### WHAT TO PRODUCE
Please transcribe the listing below with every word intact.
+++ SOURCE DATA
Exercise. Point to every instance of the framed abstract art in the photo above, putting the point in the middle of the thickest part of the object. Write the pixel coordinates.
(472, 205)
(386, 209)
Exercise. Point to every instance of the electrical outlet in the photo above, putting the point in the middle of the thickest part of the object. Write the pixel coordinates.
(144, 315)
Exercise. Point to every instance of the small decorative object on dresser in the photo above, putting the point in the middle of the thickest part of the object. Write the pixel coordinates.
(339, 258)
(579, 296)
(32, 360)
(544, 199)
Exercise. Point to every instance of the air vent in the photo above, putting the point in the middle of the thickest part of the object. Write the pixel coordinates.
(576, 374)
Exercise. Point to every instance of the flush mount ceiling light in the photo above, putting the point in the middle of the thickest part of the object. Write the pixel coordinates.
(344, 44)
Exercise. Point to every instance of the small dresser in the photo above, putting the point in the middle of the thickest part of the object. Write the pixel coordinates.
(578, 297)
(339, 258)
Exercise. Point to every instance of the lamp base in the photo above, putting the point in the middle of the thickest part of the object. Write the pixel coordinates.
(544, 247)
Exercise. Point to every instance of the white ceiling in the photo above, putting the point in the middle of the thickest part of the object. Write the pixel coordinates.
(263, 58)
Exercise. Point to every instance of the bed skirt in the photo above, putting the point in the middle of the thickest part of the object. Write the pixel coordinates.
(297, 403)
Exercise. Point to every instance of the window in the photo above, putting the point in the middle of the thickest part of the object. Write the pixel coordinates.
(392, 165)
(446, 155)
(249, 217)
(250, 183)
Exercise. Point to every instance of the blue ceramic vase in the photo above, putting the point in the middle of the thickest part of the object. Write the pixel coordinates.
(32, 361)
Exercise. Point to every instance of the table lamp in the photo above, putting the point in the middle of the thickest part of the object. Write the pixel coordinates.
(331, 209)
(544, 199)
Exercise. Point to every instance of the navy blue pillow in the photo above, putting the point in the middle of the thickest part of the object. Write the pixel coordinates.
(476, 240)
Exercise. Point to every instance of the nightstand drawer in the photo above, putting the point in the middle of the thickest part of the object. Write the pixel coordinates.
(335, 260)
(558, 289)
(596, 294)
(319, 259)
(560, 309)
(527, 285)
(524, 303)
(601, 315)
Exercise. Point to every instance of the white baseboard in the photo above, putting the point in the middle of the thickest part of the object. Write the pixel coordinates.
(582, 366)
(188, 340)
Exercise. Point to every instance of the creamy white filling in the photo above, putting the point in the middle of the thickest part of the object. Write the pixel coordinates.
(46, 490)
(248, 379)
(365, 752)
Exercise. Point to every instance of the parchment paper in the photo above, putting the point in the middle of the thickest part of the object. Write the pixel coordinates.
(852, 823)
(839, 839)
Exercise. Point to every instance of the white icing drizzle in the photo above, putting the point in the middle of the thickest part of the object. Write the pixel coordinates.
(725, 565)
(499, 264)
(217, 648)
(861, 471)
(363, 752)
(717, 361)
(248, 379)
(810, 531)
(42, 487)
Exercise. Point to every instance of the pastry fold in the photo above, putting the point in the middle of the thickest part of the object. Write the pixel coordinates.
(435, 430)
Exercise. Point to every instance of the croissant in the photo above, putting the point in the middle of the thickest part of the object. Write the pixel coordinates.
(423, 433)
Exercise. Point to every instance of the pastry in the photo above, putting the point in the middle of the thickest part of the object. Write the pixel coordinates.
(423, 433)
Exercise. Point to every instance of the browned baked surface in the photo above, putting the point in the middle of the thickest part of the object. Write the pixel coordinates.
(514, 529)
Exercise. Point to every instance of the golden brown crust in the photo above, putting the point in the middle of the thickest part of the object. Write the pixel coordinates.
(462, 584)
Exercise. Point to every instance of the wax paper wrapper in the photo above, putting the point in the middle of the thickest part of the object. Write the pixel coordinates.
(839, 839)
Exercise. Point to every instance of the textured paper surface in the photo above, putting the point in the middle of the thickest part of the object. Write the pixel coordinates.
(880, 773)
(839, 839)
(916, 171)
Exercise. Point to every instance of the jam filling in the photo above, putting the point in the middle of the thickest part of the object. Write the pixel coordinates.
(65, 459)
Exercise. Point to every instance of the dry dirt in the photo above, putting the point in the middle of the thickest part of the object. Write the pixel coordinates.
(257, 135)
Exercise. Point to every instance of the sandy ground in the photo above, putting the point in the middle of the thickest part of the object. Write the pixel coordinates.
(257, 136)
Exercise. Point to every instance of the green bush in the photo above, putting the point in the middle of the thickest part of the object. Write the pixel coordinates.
++++++
### PROBLEM SOLUTION
Exercise. Point to every instance of the framed abstract art in the photo above, putting the point in the middle of the thickest part of the object. Write the pixel coordinates.
(472, 205)
(386, 209)
Exercise. Point to every instance of the electrical outlet in the photo above, putting the point in the middle of the thickest part of the object. Write the pixel coordinates.
(144, 315)
Exercise. Point to every instance of the small decorative object on dresser in the photo above, putting the point in the middle of the thickest part of the object. Write the pixel coordinates.
(339, 258)
(579, 296)
(32, 360)
(544, 199)
Exercise. Point to every instance of the air vent in the photo above, putting the point in the middle of the thickest part of the object. Write the pixel coordinates.
(576, 374)
Exercise. Point to every instance of the flush mount ceiling light in the photo above, putting the point in the middle of the thickest part of the object. Write the pixel coordinates.
(344, 44)
Exercise. Point to every instance of the small dresser in the photo above, putting the point in the middle of the thickest part of the object. Write the pixel coordinates.
(578, 297)
(339, 258)
Exercise. Point to every instance of the lamp base in the photo above, putting the point in the middle of the thickest part of the object. Write the pixel coordinates.
(544, 247)
Exercise. Point to every instance of the white ceiling in the photo above, putting the point in the middle of the thickest part of the object. Write the pixel coordinates.
(263, 58)
Exercise. Point to every instance of the bed skirt in the photo above, putting the point in the middle of the thickest part of the object. Write the pixel coordinates.
(297, 403)
Exercise. Point to every instance of the window in the photo above, putting the point in the middle of the thickest part of the object. Write the pixel coordinates.
(392, 165)
(446, 155)
(249, 217)
(250, 183)
Exercise. Point to every instance of the blue ceramic vase in the photo above, putting the point in the middle of the thickest part of the object. Write the pixel coordinates.
(32, 361)
Exercise. Point to every instance of the table lamp in the photo above, putting the point in the middle of the thickest part of the object. Write the pixel coordinates.
(331, 209)
(544, 199)
Exercise. Point to every instance of the navy blue pillow in the photo above, putting the point in the middle of the thickest part of the object. Write the pixel coordinates.
(476, 240)
Exercise. Point to every instance of the nightstand drawer in the photo above, putting the point in the middle of the thickest part of the object. Write the pixel coordinates.
(335, 260)
(558, 289)
(596, 294)
(319, 259)
(560, 309)
(527, 285)
(524, 303)
(601, 315)
Exercise. Point to every instance of the white baseboard in the photo above, putting the point in the middle of the thickest part of the object. Write the pixel coordinates.
(582, 366)
(188, 340)
Exercise. Point to every instance of the creamy white filling in the photo above, putting the point in the middle of the thickest part of the object. Write the pixel coordinates.
(46, 490)
(248, 379)
(365, 752)
Exercise. Point to every instance of the parchment paper in the photo above, putting the point in the middle of the thickest part of the object. Write the pixel coordinates.
(852, 823)
(839, 839)
Exercise. Point to every instance of the white icing drizzle in the photo above, putting the point in the middle of the thickest part of the object. Write the pixel coordinates.
(725, 565)
(499, 264)
(217, 648)
(861, 471)
(363, 752)
(717, 361)
(248, 379)
(810, 531)
(42, 487)
Exercise. Point to every instance of the pastry fold in the photo above, putting the point in the middle of the thickest part of the object. Write the pixel coordinates.
(435, 430)
Exercise. Point to every instance of the croissant in the photo above, putting the point in the middle of the thickest part of the object. Write the pixel coordinates.
(423, 433)
Exercise. Point to every instance of the pastry in the photo above, putting the point in the middle of the thickest part of the object. Write the pixel coordinates.
(423, 433)
Exercise. Point to every instance of the browned baked surface in the photo above, putting the point in the middle of the thickest part of the object. Write the pixel coordinates.
(514, 529)
Exercise. Point to every instance of the golden brown crust in the photo above, putting the point in the middle of the thickest part of the object. Write the pixel coordinates.
(462, 584)
Exercise. Point to every instance of the wax paper wrapper in the photo above, putting the point in the middle of the thickest part of the object. Write the pixel coordinates.
(839, 839)
Exercise. Point to every instance of the textured paper surface in the photo above, putting the point in the middle of the thickest part of the object. Write the pixel coordinates.
(880, 773)
(839, 839)
(916, 171)
Exercise. Point to every instance of the jam filling in the photo above, putting the point in the middle of the thickest part of the object. Write the pixel coordinates.
(65, 459)
Exercise. Point to every instance of the dry dirt in the photo above, putting the point in the middle of the thickest part of the object. Write the pixel coordinates.
(257, 135)
Exercise. Point to every instance of the sandy ground in the photo above, putting the point in the middle of the thickest part of the object. Write the pixel coordinates.
(257, 136)
Exercise. Point to every instance of the green bush in the photo above, putting the point in the middle of the thickest part of the object. Write the pixel coordinates.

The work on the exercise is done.